* PASSAGE GIVEN *
++++++++++
Wednesday, December 31, 2008

A look at the past

Principles of Language Learning and Teaching (5th Edition) Principles of Language Learning and Teaching by H. Douglas Brown



This was the book I read thoroughly once I was getting my EFL certificate from Cavendish College of England. Now I would like to re-read parts of it to help me in writing my own book.

Sunday, December 21, 2008

The three phenomena in effect

The author in Chapter 8 (The Tower of Babel) goes on, in three consecutive parts to elaborate on the three major factors (learning, innovation and migration) responsible for the variations of the language throughout the world despite the conviction that there is one innate language all the others drive from. Somehow the author manages to explain the third phenomenon in more irrelevant or unnecessary details than is either fathomable or memorable by the average mind. In my opinion he fails to present more scientific facts to support or elucidate the two others which deserve more attention. Or simply they are more fascinating phenomena than the third one in my mind's eye. I might try to find other sources either from the back of the book or the internet to follow up on them.

The learning trend declares that only some parts of a certain grammar would become innate through the human evolution and the rest remain to be learned by the children born into those languages through interactions with the community and it is even learned within a community itself when some inventions or use of a natural thingamabob requires them to invent a word as well. Another reason for not having the whole codes of language innately placed in our brains is that the language by nature is a sharing code event within people. It according to the author is useless to be possessed by only one person and it will soon "fall out of register with everyone else's". "It would be like a Tango for one", Pinker says.

Anyhow, it still somehow falls short of my clearest comprehension. I need to read more on this one.

The innovation experience is even more intriguing and although more explained than the first one, some details of it still evades my understanding. Perhaps I need to read it or explore it more , too.

To put it simply this event initially happens when some language speaker "starts to speak differently" and then it spreads like a contagious incident. The change in speech can happen for a variety of reasons: a word coined, a borrowed term, a stretch in meaning, new jargon or styles that seemed too cool to let go of and gradually penetrated the "mainstream". Language innovation also happens for a more fascinating reason as the author professes: it can occur when a person's brain "reanalyzes" part of a language he mishears or is vague or incomplete. In doing so, he produces something quite new. This trend can be established in different linguistic context: syntactic, phonological, morphological and so on. (P.243-246)

The third phenomenon relates to the history of languages' origin which is not fully solved or explored and has resulted in controversial theories. It also contains the issue of language families which in turn are not fully discovered. This third factor or the way it was explored by the author did not quite charm me. It was either the long display of unfamiliar linguistic terms or the undeveloped and contentious research on the families of the language and their origin that made me lose interest. However, the alarming notion of some languages' extinction due to our modern ways of life, migration and extinction of some ancient cultures is what to which Pinker succeeds to draw the attention.

What if only one language remains at the end?

Should we intervene in the process of language extinction?

What if the natives of such languages don't want the intervention?

What happens to all that literature and language produced?

There is some hope, Pinker confesses: We could still record it. We could produce instructional material in those languages. This seems inadequate to me, as the author himself in a preceding paragraph declares that only children born to those languages can save them from elimination. With the facts above, we can say that children probably can save the oral part of the language more thoroughly.
++++++++++
* WORK INSTRUCTIONS *
State whether each statement agrees with the blog post on language learning, answering yes or no and quoting the words of the blog post that settle it. (a) The writer read the Brown book while earning an EFL certificate from Cavendish College of England. (b) The writer finds that the author explains the third phenomenon in fewer details than the other two. (c) The writer considers recording endangered languages and producing instructional material in them to be enough. The data that comes next is separate material from the blog post.

* RECORDED INFORMATION *
++++++++++
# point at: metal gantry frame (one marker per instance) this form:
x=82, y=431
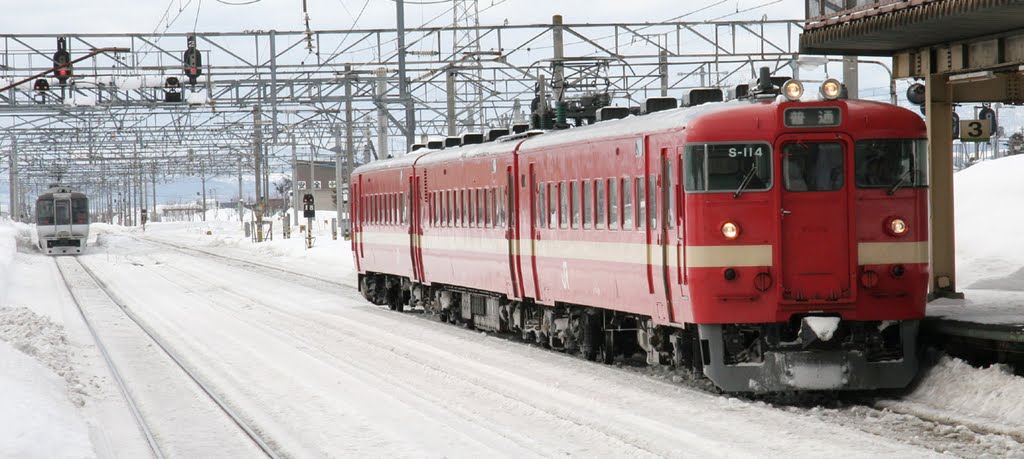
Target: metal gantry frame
x=113, y=120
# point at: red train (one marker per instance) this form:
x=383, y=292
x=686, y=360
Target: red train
x=772, y=243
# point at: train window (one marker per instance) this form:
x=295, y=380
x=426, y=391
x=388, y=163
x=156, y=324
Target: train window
x=542, y=205
x=888, y=163
x=404, y=209
x=812, y=166
x=588, y=204
x=552, y=205
x=652, y=199
x=727, y=167
x=641, y=215
x=563, y=206
x=481, y=207
x=670, y=191
x=628, y=204
x=44, y=212
x=574, y=203
x=613, y=204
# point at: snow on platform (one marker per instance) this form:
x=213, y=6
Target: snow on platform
x=989, y=200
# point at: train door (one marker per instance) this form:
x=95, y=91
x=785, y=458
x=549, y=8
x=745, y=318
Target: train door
x=657, y=172
x=510, y=233
x=815, y=221
x=359, y=201
x=415, y=231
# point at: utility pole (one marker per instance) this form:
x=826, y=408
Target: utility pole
x=257, y=162
x=403, y=94
x=15, y=211
x=381, y=112
x=295, y=181
x=558, y=73
x=343, y=181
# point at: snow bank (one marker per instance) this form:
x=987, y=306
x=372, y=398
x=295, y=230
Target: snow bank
x=37, y=419
x=989, y=250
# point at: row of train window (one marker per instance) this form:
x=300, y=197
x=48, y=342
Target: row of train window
x=385, y=209
x=604, y=203
x=469, y=208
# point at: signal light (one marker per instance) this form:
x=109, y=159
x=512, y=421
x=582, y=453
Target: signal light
x=193, y=59
x=61, y=61
x=915, y=94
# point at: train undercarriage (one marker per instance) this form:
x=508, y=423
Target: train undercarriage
x=808, y=352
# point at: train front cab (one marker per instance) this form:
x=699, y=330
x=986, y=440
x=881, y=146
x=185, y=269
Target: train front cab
x=816, y=279
x=62, y=222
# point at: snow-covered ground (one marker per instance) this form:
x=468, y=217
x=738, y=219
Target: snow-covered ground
x=324, y=373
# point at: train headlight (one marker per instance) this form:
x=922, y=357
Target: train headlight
x=730, y=230
x=897, y=226
x=830, y=89
x=793, y=90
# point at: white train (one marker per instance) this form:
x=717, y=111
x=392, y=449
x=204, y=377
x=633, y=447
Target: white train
x=61, y=220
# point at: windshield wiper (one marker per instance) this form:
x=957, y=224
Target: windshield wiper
x=899, y=183
x=747, y=180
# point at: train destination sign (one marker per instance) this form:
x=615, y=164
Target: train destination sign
x=812, y=117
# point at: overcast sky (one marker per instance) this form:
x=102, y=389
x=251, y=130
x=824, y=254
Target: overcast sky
x=53, y=16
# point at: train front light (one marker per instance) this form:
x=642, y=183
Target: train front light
x=830, y=89
x=730, y=231
x=897, y=226
x=793, y=90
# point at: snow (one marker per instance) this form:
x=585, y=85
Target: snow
x=823, y=328
x=326, y=374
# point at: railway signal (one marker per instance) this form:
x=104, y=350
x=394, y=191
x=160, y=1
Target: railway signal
x=61, y=61
x=193, y=59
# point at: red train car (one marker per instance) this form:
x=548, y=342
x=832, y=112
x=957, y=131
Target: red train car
x=774, y=244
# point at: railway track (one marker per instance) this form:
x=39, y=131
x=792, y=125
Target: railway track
x=924, y=426
x=92, y=297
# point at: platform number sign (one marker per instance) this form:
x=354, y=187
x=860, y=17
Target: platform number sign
x=976, y=130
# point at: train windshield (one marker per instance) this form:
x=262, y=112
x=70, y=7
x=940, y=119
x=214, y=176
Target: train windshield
x=891, y=163
x=61, y=209
x=44, y=212
x=80, y=210
x=724, y=167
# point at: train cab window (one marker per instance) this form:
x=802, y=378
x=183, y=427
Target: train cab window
x=588, y=205
x=80, y=210
x=613, y=204
x=542, y=205
x=574, y=203
x=891, y=163
x=812, y=167
x=641, y=215
x=628, y=207
x=727, y=167
x=44, y=212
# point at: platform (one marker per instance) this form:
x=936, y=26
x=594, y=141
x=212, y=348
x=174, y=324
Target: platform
x=985, y=328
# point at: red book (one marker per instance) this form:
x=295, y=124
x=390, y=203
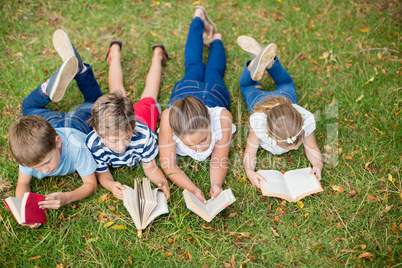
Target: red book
x=26, y=209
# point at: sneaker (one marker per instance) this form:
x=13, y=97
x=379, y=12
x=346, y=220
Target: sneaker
x=65, y=48
x=250, y=45
x=58, y=82
x=263, y=60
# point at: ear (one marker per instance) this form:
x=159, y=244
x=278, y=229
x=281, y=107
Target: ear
x=58, y=142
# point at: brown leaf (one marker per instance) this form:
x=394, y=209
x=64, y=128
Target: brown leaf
x=275, y=232
x=34, y=258
x=366, y=255
x=167, y=254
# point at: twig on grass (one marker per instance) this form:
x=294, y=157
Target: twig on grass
x=378, y=48
x=344, y=225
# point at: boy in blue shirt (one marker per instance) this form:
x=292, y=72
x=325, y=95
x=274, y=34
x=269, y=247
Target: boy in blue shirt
x=48, y=143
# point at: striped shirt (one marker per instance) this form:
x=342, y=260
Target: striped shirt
x=142, y=147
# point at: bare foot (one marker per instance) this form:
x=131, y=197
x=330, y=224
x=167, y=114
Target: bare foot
x=114, y=53
x=208, y=28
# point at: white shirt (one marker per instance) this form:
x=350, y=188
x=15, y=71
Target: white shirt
x=216, y=131
x=258, y=122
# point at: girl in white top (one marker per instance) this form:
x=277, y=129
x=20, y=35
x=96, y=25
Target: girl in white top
x=277, y=123
x=197, y=122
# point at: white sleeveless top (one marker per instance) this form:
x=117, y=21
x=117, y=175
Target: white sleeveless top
x=216, y=131
x=258, y=122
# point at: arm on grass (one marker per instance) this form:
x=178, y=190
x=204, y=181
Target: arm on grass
x=59, y=199
x=313, y=154
x=155, y=174
x=106, y=180
x=167, y=154
x=250, y=159
x=219, y=157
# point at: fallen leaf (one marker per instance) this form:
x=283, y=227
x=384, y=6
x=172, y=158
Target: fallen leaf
x=34, y=258
x=110, y=223
x=300, y=204
x=359, y=98
x=275, y=232
x=168, y=254
x=119, y=227
x=366, y=255
x=337, y=188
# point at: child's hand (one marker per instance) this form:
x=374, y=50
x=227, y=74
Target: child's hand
x=255, y=178
x=215, y=191
x=54, y=200
x=116, y=188
x=32, y=225
x=316, y=171
x=200, y=195
x=164, y=186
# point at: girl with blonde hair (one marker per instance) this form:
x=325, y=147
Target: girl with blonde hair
x=277, y=123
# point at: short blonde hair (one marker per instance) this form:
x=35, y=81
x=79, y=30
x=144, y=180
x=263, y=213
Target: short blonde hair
x=113, y=115
x=283, y=120
x=188, y=115
x=31, y=139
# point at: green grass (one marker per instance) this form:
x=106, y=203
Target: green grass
x=358, y=129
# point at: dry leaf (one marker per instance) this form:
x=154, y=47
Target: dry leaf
x=275, y=232
x=34, y=258
x=168, y=254
x=300, y=204
x=337, y=188
x=119, y=227
x=367, y=255
x=110, y=223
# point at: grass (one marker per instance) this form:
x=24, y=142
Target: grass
x=355, y=94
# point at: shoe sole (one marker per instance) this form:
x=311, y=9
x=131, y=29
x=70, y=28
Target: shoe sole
x=63, y=45
x=66, y=73
x=265, y=57
x=249, y=45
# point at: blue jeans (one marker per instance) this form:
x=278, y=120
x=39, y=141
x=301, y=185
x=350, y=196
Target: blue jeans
x=204, y=82
x=36, y=101
x=252, y=92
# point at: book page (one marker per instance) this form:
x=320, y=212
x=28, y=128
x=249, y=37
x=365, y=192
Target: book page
x=14, y=204
x=149, y=201
x=130, y=201
x=160, y=208
x=224, y=199
x=301, y=184
x=275, y=184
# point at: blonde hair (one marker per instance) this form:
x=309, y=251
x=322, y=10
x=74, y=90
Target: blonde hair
x=31, y=139
x=188, y=115
x=113, y=115
x=283, y=120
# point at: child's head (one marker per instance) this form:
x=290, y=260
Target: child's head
x=113, y=120
x=190, y=121
x=35, y=143
x=284, y=122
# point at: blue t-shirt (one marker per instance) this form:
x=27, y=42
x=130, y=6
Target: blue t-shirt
x=142, y=147
x=75, y=156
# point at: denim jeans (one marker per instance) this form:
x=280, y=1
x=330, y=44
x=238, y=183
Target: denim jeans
x=36, y=101
x=204, y=82
x=252, y=92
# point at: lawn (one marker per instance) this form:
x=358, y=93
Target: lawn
x=345, y=59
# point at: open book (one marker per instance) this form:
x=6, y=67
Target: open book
x=212, y=208
x=143, y=203
x=26, y=209
x=291, y=186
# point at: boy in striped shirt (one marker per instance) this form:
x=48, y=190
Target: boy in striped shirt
x=124, y=134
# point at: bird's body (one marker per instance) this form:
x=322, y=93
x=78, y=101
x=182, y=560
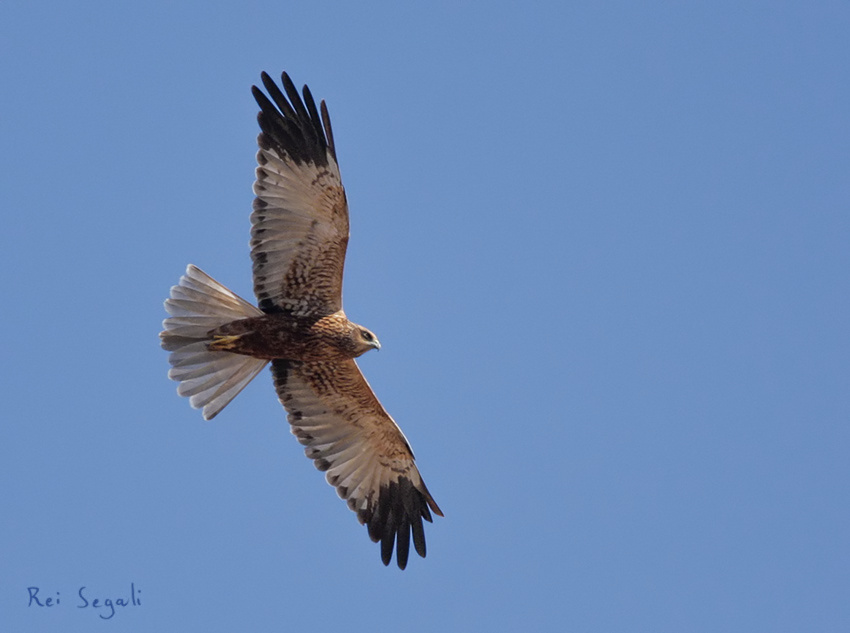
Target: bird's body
x=282, y=336
x=219, y=342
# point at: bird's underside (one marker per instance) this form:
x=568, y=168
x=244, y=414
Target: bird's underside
x=219, y=342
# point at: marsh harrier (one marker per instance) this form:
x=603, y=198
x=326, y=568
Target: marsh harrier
x=219, y=342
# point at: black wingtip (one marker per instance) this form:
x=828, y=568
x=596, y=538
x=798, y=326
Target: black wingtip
x=292, y=125
x=397, y=517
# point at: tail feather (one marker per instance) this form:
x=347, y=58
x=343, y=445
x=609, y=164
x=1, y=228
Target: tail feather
x=211, y=379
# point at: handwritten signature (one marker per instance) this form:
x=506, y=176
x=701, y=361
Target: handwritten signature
x=105, y=607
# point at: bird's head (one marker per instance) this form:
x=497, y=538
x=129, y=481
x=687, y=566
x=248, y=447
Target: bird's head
x=365, y=340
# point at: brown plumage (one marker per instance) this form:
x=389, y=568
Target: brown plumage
x=219, y=342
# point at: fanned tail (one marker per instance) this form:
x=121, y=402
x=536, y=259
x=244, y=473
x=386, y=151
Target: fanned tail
x=211, y=379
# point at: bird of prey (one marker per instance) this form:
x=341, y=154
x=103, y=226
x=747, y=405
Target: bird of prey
x=219, y=342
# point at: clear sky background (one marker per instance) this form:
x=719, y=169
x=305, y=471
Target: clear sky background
x=606, y=247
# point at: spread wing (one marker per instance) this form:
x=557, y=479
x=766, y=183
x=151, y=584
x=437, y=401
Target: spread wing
x=348, y=434
x=300, y=221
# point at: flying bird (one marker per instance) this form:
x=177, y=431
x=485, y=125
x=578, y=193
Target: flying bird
x=219, y=342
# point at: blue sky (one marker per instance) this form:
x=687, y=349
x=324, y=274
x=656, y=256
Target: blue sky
x=604, y=246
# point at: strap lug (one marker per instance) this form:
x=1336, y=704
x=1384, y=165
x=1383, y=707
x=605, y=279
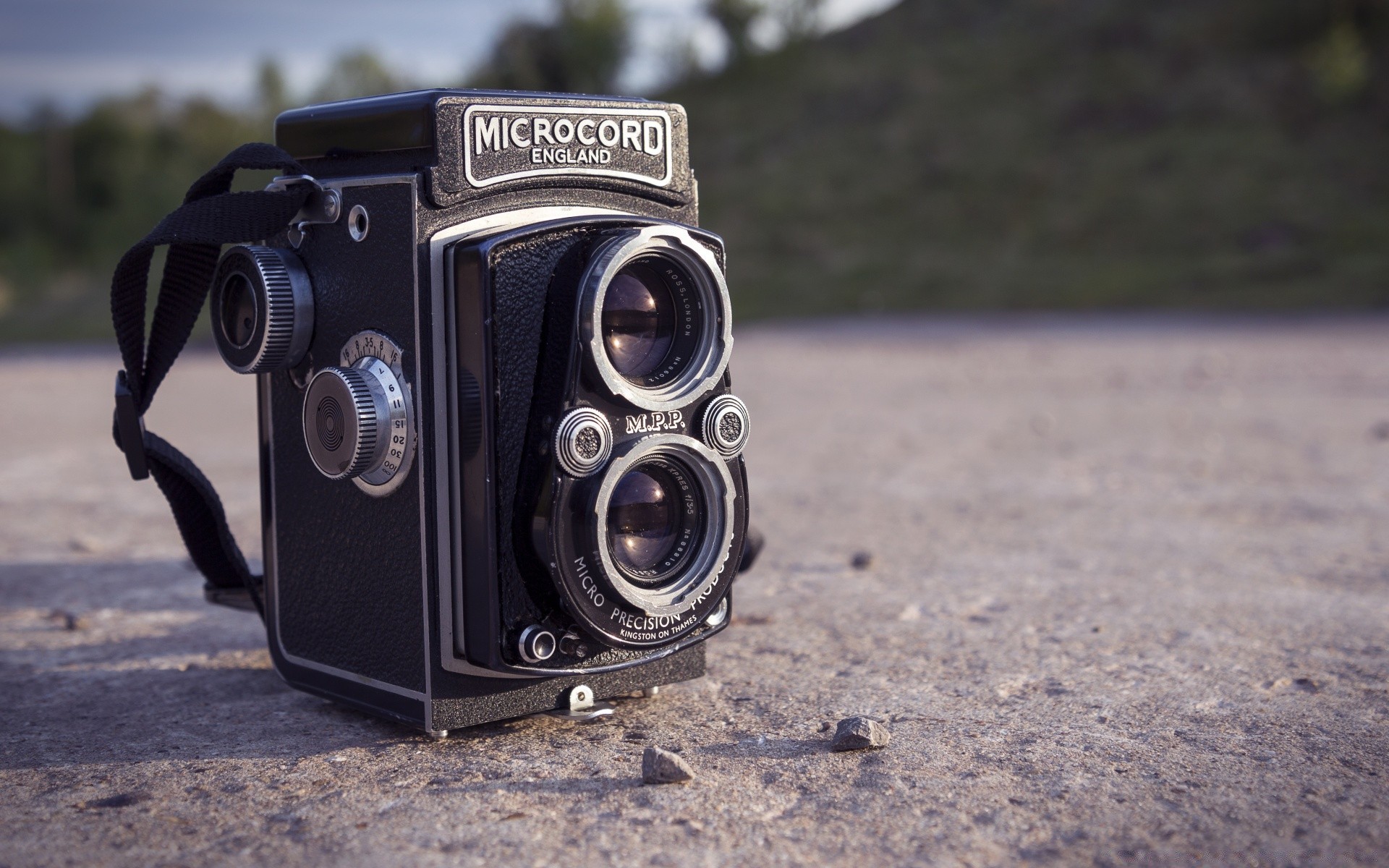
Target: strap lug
x=323, y=206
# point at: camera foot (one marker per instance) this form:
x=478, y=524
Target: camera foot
x=581, y=706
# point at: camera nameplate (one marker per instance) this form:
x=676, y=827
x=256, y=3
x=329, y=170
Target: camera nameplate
x=504, y=142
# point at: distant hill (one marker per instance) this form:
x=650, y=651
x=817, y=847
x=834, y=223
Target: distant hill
x=1056, y=153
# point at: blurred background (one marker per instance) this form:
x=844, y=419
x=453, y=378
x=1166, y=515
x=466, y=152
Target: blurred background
x=857, y=155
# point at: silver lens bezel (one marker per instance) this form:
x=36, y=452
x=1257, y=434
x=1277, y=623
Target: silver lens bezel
x=717, y=492
x=715, y=339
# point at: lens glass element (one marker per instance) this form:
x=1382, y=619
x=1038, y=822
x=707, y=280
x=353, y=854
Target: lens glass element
x=238, y=312
x=652, y=321
x=638, y=321
x=655, y=521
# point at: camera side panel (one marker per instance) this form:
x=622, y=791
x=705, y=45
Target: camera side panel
x=345, y=566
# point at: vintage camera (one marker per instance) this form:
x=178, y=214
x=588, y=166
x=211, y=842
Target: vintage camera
x=501, y=459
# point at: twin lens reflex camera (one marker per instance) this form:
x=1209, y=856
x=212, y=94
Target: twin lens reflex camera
x=501, y=459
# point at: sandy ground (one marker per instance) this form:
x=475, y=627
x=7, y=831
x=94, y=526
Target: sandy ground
x=1129, y=603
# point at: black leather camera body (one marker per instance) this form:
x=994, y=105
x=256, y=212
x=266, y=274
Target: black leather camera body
x=501, y=459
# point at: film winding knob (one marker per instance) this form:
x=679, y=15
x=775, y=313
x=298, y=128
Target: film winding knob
x=263, y=309
x=354, y=421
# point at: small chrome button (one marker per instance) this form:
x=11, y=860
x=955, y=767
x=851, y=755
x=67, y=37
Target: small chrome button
x=537, y=644
x=726, y=425
x=582, y=442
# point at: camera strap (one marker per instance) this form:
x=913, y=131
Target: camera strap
x=211, y=216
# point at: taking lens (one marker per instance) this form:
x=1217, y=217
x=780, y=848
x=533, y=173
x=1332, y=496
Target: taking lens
x=655, y=521
x=238, y=310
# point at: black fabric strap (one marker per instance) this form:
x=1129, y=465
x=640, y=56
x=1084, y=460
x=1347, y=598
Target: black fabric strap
x=211, y=216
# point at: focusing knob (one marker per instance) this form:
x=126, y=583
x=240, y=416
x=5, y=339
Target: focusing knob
x=263, y=309
x=356, y=421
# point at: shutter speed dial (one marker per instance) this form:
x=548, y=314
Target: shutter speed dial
x=359, y=420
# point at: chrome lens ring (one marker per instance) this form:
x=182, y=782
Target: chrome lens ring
x=713, y=344
x=715, y=495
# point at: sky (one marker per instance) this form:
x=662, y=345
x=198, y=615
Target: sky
x=72, y=52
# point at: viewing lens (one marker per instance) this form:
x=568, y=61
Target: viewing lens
x=653, y=521
x=638, y=321
x=238, y=310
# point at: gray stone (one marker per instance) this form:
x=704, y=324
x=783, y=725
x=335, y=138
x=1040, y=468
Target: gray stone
x=663, y=767
x=859, y=732
x=1207, y=493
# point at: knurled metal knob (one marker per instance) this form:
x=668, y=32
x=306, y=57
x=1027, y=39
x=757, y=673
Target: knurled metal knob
x=347, y=420
x=263, y=309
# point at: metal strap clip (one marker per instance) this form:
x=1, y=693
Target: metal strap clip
x=129, y=427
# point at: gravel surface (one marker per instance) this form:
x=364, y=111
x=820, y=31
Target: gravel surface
x=1120, y=590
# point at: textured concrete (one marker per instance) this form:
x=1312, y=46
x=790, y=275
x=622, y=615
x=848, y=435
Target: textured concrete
x=1123, y=599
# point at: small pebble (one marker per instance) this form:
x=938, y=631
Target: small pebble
x=859, y=732
x=663, y=767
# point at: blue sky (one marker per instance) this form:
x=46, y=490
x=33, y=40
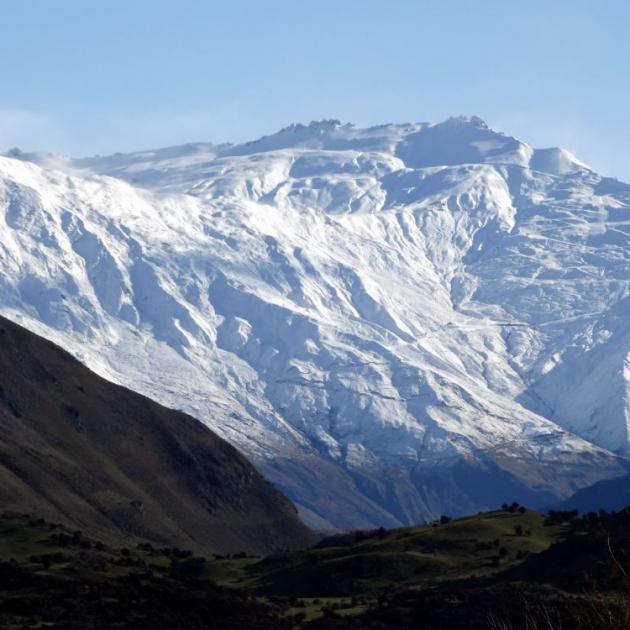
++++++++++
* ANSWER FOR THE TASK *
(a) Yes: "This was the book I read thoroughly once I was getting my EFL certificate from Cavendish College of England."
(b) No: "Somehow the author manages to explain the third phenomenon in more irrelevant or unnecessary details than is either fathomable or memorable by the average mind."
(c) No: "This seems inadequate to me"